§ EXERCISE DETAILS
Write out every one of the rows below without changing a single character.

--- Start RECORDS FOR PROCESSING ---

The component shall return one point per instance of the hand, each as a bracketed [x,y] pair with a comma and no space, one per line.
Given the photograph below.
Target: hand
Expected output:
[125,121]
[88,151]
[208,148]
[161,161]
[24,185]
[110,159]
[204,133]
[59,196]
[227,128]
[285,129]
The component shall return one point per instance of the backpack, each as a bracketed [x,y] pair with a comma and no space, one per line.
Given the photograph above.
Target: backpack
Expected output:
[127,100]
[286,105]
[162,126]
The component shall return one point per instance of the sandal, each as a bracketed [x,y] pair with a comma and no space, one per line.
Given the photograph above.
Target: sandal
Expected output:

--- End RECORDS FOR PROCESSING ---

§ THE COMPLETED TASK
The component shall return one point per instance of the hand, each as a bracketed [x,y] pair with a comma and no space, one per line.
Given the photograph below.
Target: hand
Expected output:
[125,121]
[88,151]
[208,148]
[161,161]
[24,185]
[110,159]
[204,133]
[59,196]
[227,128]
[285,129]
The component shall return one point per instance of the backpack, each as a bracketed [x,y] pair with a comma and no space, one per line.
Given the photograph above.
Target: backpack
Expected output:
[127,100]
[286,105]
[162,126]
The component shall return one point per instance of the sandal, each as a bracketed [x,y] pair with a comma and no space, one per line.
Given the photograph above.
Target: sandal
Expected output:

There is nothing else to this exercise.